REQUIRED ACTION> The data below must be returned in full and exactly.

Saved data entries>
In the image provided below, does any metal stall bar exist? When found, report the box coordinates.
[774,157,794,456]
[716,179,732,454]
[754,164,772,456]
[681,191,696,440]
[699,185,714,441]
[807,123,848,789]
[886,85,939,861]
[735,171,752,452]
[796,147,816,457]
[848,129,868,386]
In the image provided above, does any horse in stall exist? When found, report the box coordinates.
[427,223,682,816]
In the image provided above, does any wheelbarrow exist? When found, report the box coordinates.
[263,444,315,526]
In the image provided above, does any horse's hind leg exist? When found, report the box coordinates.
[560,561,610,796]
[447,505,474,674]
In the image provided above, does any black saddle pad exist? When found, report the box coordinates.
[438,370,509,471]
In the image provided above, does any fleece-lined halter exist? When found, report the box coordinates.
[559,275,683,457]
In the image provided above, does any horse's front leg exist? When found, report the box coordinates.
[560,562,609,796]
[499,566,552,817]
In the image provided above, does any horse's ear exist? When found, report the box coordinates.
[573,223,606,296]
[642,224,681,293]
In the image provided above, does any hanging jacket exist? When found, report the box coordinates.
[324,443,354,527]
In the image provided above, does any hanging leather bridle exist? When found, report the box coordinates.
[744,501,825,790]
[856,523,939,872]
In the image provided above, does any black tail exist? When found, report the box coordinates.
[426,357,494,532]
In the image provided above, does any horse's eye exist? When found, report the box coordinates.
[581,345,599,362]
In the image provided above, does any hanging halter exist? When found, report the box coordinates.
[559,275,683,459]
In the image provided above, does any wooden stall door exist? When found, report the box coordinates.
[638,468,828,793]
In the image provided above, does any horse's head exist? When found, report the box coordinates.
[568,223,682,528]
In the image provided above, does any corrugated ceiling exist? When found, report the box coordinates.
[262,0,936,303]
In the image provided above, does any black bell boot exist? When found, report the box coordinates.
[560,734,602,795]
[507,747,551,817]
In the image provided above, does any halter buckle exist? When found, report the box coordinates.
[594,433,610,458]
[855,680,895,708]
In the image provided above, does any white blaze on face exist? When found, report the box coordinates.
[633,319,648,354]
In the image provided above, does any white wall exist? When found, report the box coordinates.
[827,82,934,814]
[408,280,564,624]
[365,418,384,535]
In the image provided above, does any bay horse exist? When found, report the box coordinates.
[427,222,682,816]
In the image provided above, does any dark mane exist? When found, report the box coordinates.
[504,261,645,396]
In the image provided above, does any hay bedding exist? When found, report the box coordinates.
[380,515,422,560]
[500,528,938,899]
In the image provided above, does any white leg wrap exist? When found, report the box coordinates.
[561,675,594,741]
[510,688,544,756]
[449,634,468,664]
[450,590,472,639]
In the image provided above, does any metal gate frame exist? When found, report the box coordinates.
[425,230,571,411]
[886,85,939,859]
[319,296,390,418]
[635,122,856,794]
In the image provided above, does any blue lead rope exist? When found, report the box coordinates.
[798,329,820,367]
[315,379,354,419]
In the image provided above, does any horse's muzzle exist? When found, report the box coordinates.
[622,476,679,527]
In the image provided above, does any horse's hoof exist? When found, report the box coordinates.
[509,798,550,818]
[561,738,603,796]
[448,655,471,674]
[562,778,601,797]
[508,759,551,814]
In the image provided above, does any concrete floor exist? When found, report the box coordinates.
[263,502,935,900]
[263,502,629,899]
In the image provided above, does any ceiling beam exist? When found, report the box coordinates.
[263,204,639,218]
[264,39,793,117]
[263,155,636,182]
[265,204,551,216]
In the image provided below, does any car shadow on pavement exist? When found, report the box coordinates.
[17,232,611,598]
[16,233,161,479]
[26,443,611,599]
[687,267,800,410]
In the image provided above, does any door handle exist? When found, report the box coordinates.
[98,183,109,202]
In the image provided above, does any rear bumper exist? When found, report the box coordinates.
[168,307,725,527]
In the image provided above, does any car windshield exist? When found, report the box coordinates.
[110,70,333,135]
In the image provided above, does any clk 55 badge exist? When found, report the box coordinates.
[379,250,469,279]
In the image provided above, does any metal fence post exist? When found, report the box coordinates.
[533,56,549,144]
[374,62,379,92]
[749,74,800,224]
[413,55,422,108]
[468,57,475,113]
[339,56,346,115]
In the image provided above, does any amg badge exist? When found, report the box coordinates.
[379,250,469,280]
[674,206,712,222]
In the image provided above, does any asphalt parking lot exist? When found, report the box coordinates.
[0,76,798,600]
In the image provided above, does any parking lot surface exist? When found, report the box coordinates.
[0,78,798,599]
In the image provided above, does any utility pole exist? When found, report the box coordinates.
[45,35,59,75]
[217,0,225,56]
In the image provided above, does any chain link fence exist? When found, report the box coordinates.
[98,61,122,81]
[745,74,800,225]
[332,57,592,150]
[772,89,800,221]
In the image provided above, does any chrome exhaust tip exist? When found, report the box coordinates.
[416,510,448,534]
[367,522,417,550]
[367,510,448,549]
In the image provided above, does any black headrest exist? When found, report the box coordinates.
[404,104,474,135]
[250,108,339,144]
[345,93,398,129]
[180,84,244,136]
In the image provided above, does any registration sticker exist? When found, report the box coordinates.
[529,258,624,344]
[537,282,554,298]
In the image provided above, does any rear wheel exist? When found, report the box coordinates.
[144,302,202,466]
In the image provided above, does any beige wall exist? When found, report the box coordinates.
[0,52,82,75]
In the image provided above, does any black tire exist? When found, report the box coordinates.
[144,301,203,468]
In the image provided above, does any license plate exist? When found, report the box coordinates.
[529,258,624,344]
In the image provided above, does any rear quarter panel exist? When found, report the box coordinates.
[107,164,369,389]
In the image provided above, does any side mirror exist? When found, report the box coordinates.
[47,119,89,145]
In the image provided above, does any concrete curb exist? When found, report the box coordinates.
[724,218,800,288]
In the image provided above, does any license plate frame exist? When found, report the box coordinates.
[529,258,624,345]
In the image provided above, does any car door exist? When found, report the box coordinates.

SOLUTION FOR THIS EXERCISE>
In the image provided below, does any metal stall bar exist? When found, report the box coordinates.
[774,157,794,456]
[716,179,732,454]
[754,164,772,456]
[681,191,696,440]
[699,185,714,441]
[807,123,848,789]
[886,85,939,861]
[735,171,752,452]
[796,147,816,457]
[848,129,868,386]
In the image provided above, does any horse in stall exist? When found, report the box coordinates.
[427,223,682,816]
In the image provided above, does any wheelbarrow exist? When found, report the box coordinates.
[263,444,315,526]
In the image provided above, does any horse's hind leg exist? When found, report the box coordinates.
[560,561,610,796]
[447,505,474,674]
In the image provided above, does any black saddle pad exist? When found, report the box coordinates.
[438,370,509,471]
In the image provided above, does any fleece-lined halter exist? When found, report the box coordinates.
[559,275,683,457]
In the image provided above, does any horse's front leg exist? When found, report the box coordinates.
[560,562,609,796]
[499,566,552,817]
In the image provided above, does any horse's ear exist? When found, report the box coordinates.
[573,223,606,296]
[642,224,681,293]
In the image provided above, does any hanging jacket exist? When found, report the box coordinates.
[324,443,354,527]
In the image provided above, does any hanging leather bridle exist? When found, report the box coordinates.
[744,501,825,790]
[856,523,939,872]
In the image provided above, does any black tail exist? When found, report the box coordinates.
[426,357,494,532]
In the image provided above, does any horse's eye exist? When found, report the box coordinates.
[581,345,599,362]
In the image provided above, does any hanging halter exist? When found, report the box coordinates.
[559,275,683,459]
In the image provided above, does any wooden stall door exist? When found, report the box coordinates.
[638,468,828,793]
In the image provided above, does any horse's head exist? When found, report the box coordinates.
[568,223,682,528]
In the image provided above, does any corrugated ceiling exist? When found, report the box coordinates.
[262,0,936,303]
In the image provided above, does any black bell boot exist? When found, report the box coordinates.
[560,734,602,795]
[507,747,551,817]
In the image provided above, does any halter buckle exist? When found, report the box coordinates.
[594,433,610,458]
[855,680,895,708]
In the image provided above, does any white blaze on face exist? When found, report the box coordinates.
[633,319,648,354]
In the image provided above, does any white wall exist? When found, report the box coordinates.
[827,82,934,814]
[408,280,564,624]
[365,418,384,535]
In the image provided above, does any bay horse exist? When found, report the box coordinates.
[427,222,682,816]
In the image provided above, does any dark mane exist? When found, report the box coordinates.
[504,261,645,396]
In the image provided above, does any hay bedding exist? When found, report the box coordinates.
[380,515,422,560]
[500,528,938,899]
In the image provided above, does any white leg wrap exist? When found, report the box coordinates.
[561,675,594,741]
[510,688,544,756]
[449,634,468,664]
[450,590,472,639]
In the image provided above, does any metal gate frame exist? When found, report the box coordinates.
[425,230,571,411]
[886,85,939,859]
[319,296,390,418]
[635,122,856,794]
In the image provided above, does any blue lead rope exist? When found, report the box coordinates.
[798,329,820,367]
[315,379,354,419]
In the image provided above, does any horse's muzzle exist? When found, report the box coordinates.
[622,476,679,527]
In the image provided above, does any horse's hoof exist? When found, report the box coordinates.
[509,798,550,818]
[561,738,603,796]
[448,655,471,674]
[562,778,601,797]
[508,759,551,814]
In the image provided above, does any concrete floor exist? When found, report the box coordinates.
[263,502,935,900]
[263,502,629,899]
In the image provided above, does any ceiling beam exist? When found, report the box coordinates.
[263,204,639,218]
[264,39,793,117]
[263,155,636,182]
[265,204,551,216]
In the image provided below, does any car shadow on pavement exist? When found, report the box coordinates.
[17,232,611,598]
[16,233,161,479]
[26,443,611,599]
[687,267,800,410]
In the image provided above, does any door handle exist? When found, report the box coordinates.
[98,183,109,202]
In the image provided above, does any rear bumper exist? When found, report the box coordinates.
[168,307,725,527]
In the image provided above, does any car windshield exist? When found, report the box coordinates.
[110,70,333,135]
In the image provided above, does any clk 55 badge exist? When found, report the box coordinates.
[379,250,469,279]
In the image provided above, does any metal fence post exist? When found, report the box coordinates.
[533,56,549,144]
[374,62,379,92]
[749,74,800,224]
[413,55,422,108]
[468,57,475,113]
[339,56,346,115]
In the image provided above, does any amg badge exist? When found, report the box coordinates.
[379,250,469,280]
[674,206,712,222]
In the image provided above, does any asphalt parking lot exist? When found, report the box coordinates.
[0,76,798,600]
In the image provided above, does any parking lot surface exist? When found, report the box coordinates.
[0,78,798,599]
In the image provided above, does any utility pole exist? When found, report the box coordinates.
[45,35,59,75]
[217,0,225,56]
In the image provided above, does any chain link fence exist? When found, report the box coordinates.
[98,61,122,81]
[745,74,800,225]
[332,57,592,150]
[772,89,800,221]
In the image provided above, does any chrome exhaust tip exist? When found, report the box coordinates.
[416,510,448,534]
[367,522,417,550]
[367,510,448,549]
In the image provided above, does any black headrest exist? When found, report the box coordinates.
[404,104,474,135]
[250,108,339,144]
[345,93,398,129]
[180,84,244,136]
In the image provided above, does any registration sticker exist? When found, report the box coordinates.
[529,258,624,344]
[537,282,554,298]
In the image provided above, does any rear wheel exist? When found, report the box coordinates.
[144,302,202,466]
In the image provided above, does any beige wall exist? When found, report the box coordinates.
[0,52,82,75]
In the image provided above, does any black tire exist? When found, report the box coordinates.
[144,301,203,468]
In the image provided above, does any license plate exist? When found, report the box coordinates.
[529,258,624,344]
In the image provided above, does any rear quarter panel exist? When found, report the box coordinates.
[107,164,369,389]
In the image provided above, does any side mirror exist? When found, report the box coordinates.
[47,119,89,145]
In the image provided above, does any concrete curb exist? When found, report the box coordinates.
[724,218,800,288]
In the image provided above, does any license plate frame exist? When found, report the box coordinates.
[529,258,624,345]
In the image provided above, does any car door exist? When found, report the box coordinates.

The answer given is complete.